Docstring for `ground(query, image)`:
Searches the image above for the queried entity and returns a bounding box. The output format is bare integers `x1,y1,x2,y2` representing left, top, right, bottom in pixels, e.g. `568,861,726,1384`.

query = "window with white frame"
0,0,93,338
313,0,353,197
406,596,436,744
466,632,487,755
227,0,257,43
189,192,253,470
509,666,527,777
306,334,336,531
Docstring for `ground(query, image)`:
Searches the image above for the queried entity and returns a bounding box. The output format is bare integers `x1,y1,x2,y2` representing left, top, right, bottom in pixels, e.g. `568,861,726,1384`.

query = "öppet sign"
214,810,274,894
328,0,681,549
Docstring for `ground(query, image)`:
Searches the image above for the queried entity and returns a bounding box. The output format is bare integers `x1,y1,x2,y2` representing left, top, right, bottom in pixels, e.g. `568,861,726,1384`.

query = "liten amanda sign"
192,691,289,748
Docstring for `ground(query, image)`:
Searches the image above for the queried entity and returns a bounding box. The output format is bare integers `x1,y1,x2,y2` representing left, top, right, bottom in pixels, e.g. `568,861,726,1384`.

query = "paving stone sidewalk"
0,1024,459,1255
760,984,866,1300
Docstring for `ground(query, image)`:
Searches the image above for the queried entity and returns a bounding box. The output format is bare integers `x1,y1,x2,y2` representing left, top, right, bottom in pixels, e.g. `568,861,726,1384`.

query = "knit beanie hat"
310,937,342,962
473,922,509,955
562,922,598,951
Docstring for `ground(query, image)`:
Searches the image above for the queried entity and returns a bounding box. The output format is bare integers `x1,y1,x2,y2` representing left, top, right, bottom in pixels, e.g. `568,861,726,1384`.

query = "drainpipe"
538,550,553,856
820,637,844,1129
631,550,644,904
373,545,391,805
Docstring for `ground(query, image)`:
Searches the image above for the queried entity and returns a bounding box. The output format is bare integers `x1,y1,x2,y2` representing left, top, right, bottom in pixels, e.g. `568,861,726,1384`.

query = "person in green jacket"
++++++++
WORK TO COMPLETE:
Copy every entry above verbatim, preserving each line and its order.

THE RESPONSE:
Docstring for `ground(query, image)`:
Searches the image above for the queried entity and returns a bounding box. The output format is bare integers `x1,y1,x2,y2` representing left, top, right, bottom in pixels, e.g. `568,861,726,1384`.

query = "window with white frame"
0,0,93,338
313,0,353,197
406,596,436,744
466,632,487,755
227,0,257,43
189,192,253,470
509,666,527,777
306,334,336,531
Docstring for `ground(query, image)`:
Searches the image above for the queried entity and returns a bounding box. The output format is bare integers `x1,y1,x2,y2` representing left, top, right, bottom in pixels, e.g. `568,861,726,1384`.

query = "öppet sign"
214,810,274,894
328,0,681,549
Docstring for `ground(query, image)`:
Searches the image above for the queried entity and returns a bounding box. The output format is bare integers `x1,y1,x2,y2` representing left, top, right, bottom in pixels, e.g. `568,861,726,1384`.

query = "liten amanda sign"
192,691,289,748
Docstring for `ground(query, image)`:
Searches the image above for the queried entity and returns a bounding box. The output format is bare integers `x1,y1,x2,y2` representing left, top, right, bottom in pixels, e.g. `568,861,726,1384`.

query = "paving stone sidewalk"
0,1024,459,1255
760,984,866,1300
Docstring for `ground(query, image)`:
Searches the image above for the queried entity and returns a bounding box. The output format is bare integers `x1,y1,x2,y2` representing left, top, right, bottom in pixels, e.g. `568,861,726,1384`.

query = "knit beanie hat"
310,937,342,962
473,922,509,955
562,922,598,951
Docstring for `ground(query, image)`:
Searches the image above for the queried entity and returns a bounding box. The output format is bare integers `x1,y1,x2,y2` representing left, top, right, bottom in pixels, e.g. `568,861,726,1384`.

query = "drainpipe"
538,550,553,856
820,637,844,1129
631,550,644,904
373,545,391,805
Docstring for `ground(query, image)`:
Searches the image above for the queried entity and returns a bounding box. The output format is bare integers `x1,y1,x2,y2` representing left, top, right, bottom in pixels, e.g. `568,861,726,1384`.

query = "person in green jacket"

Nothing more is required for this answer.